### TEXTO EXTRAÍDO
######

Los domingos, bacanal

Autor: Fernando Fernán-Gómez. Intérpretes: Daniel Dicenta, Enma Cohen, Cristina Victoria, Enrique Arredondo, Soraya Freire, Mariano Venancio y Sebastián Ceada. Dirección: Alberto Alonso. Local: Teatro Maravillas. Comedia.

Este autor que se revela en su madurez -después y durante una carrera de gran actor- nos sitúa frente a un grupo de personas inciertas, que se reúnen los domingos en una casa en el campo para jugar a un juego. Es el juego del intercambio de personalidades. En principio, lo contrano del juego de la verdad: es el juego de la mentira. Cada uno de ellos se inventa a sí mismo unas identidades, que son a veces pura fantasía y a veces simple remedo o caricatura del otro, de los otros. Los otros como son, o los otros como ellos se los inventan. A veces los ven donde no están, realizando acciones que no realizan. Interpretan sus gestos: los que tienen, los que querrían que tuvieran, los que no tendrán jamás. Es un juego de especulaciones, en el sentido de espejo, de pequeños espejos en los que todos se reflejan: entre sí y ante nosotros, los espectadores, que a su vez intentamos reflejarnos y no reflejarnos en ellos. Todo ello lo van realizando con un cierto aburrimiento, con una cierta exasperación. De cuando en cuando algún personaje se declara harto, otro alude a tantos domingos en el mismo intento. Las identidades se pierden y se mezclan: pueden estar buscándolas, como al principio se las buscamos nosotros, hasta que comprendemos que da igual, que la clave no está en saber quién es quién, ni por qué, sino en contemplar a estos contempladores que fingen acciones. Esta es una de las claves profundas de la obra: fingen acciones que no realizan en su vida cotidiana. Como si el autor -ellos- estuviera diciéndonos todo el tiempo que todo un sector de la sociedad está en esta perplejidad, y que el mismo sexo -que es la fuerza dominante en toda la obra- ya no se realiza, sino que se remeda. Víctimas del psicologismo, víctimas de la culturalización, víctimas de los arquetipos creados por la pornografía y por las otras pornografias no declaradas como tales. La orgía del domingo se tiene que hacer más dura, más violenta a medida que el tiempo pasa; y cuando es más violenta y más dura, se fotografía, para dar otra vez la dimensión de su falsedad, de su condición de algo que no parte de una sinceridad, sino de una captura de imágenes.

Divertimiento

En el último final de la obra, Fernán-Gómez añade un pequeño discurso explicativo, mientras los actores se despojan de sus pelucas y un tramoyista restablece el orden perdido: todo es un juego de actores, todo es un divertimiento como profesional. Aunque el instante es teatral, quizá sea una excesiva prudencia por parte del autor, un intento más de que su crueldad sea amable y divertida.No es una obra frecuente. Se le podrían buscar antecedentes: en Pirandello o en Priestley, quizá en Ionesco: son más bien tradición, como lo es una cierta nostalgia del primer Mihura, del mejor Jardiel Poncela.

El sofoco de agosto, la programación preestablecida de la temporada -estos actores de Teatro 80 que realizan el dificilísimo ejercicio que se les propone con soltura y capacidad- pueden perderse en el ambiente enrarecido del teatro y del público. Ya es absurdo que una obra de esta envergadura, de esa firma y con la solvencia general de esa compañía haya tenido que estrenarse en pleno verano. Pero el absurdo impera: ya lo dice la obra. Su pérdida sería una cierta desgracia para el teatro.

######

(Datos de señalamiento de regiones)
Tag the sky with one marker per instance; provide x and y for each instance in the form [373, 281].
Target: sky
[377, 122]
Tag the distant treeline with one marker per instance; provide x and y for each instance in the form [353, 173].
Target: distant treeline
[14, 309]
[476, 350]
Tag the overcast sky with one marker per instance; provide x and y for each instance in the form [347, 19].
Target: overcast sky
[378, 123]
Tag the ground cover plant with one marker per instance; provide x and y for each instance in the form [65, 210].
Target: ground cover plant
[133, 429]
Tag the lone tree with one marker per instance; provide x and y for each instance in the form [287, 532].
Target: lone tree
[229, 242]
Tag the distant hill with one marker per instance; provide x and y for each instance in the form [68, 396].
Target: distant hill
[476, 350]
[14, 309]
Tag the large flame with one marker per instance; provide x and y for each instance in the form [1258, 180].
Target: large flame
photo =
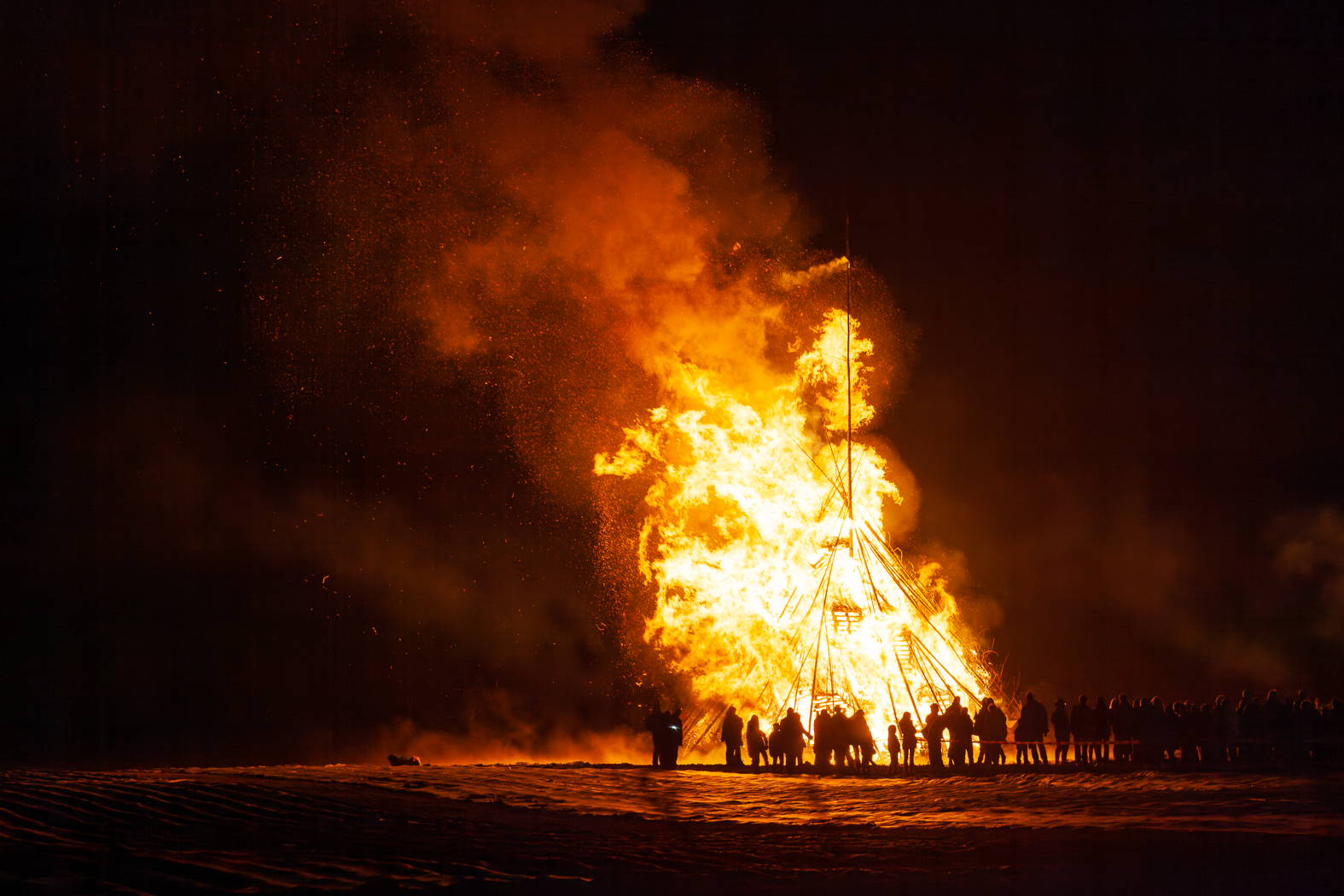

######

### ACCIONES POR REALIZAR
1. Presente en forma de lista, con mayor brevedad y sin omitir sus datos principales, el párrafo de la reseña que comienza con "En el último final de la obra".
2. Copie de la reseña, sin alteración alguna, el fragmento que va desde "Autor: Fernando Fernán-Gómez." hasta "Teatro Maravillas. Comedia.".

### RESULTADOS POR TAREA
1.
- Al final de la obra, Fernán-Gómez añade un breve discurso explicativo mientras los actores se quitan las pelucas y un tramoyista restablece el orden.
- El mensaje es que todo es un juego de actores, un divertimiento profesional.
- Aunque el momento es teatral, quizá sea una prudencia excesiva del autor para que su crueldad resulte amable y divertida.
- No es una obra frecuente.
- Posibles antecedentes: Pirandello, Priestley y quizá Ionesco, que son más bien tradición.
- También se percibe cierta nostalgia del primer Mihura y del mejor Jardiel Poncela.

2.
Autor: Fernando Fernán-Gómez. Intérpretes: Daniel Dicenta, Enma Cohen, Cristina Victoria, Enrique Arredondo, Soraya Freire, Mariano Venancio y Sebastián Ceada. Dirección: Alberto Alonso. Local: Teatro Maravillas. Comedia.